■ Records:
=== Section Start ===
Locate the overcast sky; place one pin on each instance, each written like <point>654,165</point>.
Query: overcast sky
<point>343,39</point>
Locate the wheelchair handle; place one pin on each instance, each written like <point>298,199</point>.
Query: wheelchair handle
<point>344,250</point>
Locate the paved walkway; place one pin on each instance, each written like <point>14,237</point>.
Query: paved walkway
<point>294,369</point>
=== Section End ===
=== Section Start ===
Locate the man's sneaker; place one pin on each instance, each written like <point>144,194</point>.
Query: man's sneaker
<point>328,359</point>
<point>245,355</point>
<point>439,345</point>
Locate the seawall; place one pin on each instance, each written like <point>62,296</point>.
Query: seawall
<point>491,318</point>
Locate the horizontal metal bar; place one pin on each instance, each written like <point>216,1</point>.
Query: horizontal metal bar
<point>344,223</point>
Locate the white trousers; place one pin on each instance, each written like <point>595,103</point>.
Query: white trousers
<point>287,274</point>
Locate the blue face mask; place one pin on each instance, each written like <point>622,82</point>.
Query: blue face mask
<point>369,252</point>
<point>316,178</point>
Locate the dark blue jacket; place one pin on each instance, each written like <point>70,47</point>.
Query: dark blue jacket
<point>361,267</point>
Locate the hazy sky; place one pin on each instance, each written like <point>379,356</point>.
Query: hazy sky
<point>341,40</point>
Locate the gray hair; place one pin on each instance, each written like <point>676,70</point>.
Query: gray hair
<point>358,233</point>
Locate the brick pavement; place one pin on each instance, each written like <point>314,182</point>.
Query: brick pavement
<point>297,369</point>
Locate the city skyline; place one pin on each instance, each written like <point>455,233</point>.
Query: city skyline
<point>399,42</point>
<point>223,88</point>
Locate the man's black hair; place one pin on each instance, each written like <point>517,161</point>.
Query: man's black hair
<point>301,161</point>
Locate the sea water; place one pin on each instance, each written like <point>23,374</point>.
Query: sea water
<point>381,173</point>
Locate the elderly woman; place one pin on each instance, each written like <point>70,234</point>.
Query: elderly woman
=== Section End ===
■ Instructions to follow:
Show every line from the listing above in which the string "elderly" appears.

■ Output:
Locate the elderly woman; place one pin on each instance, each written like <point>70,234</point>.
Query: elderly woman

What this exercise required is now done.